Dataset rows on object locations
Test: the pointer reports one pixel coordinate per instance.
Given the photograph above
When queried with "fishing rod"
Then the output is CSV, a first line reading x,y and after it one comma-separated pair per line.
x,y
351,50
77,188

(Your task):
Quote the rows above verbatim, line by line.

(Completed exercise):
Test: the pointer reports one pixel coordinate per instance.
Given the photograph above
When queried with "fishing rod"
Then the output is CSV, a first line reading x,y and after it one comma-separated pair per line.
x,y
351,50
77,188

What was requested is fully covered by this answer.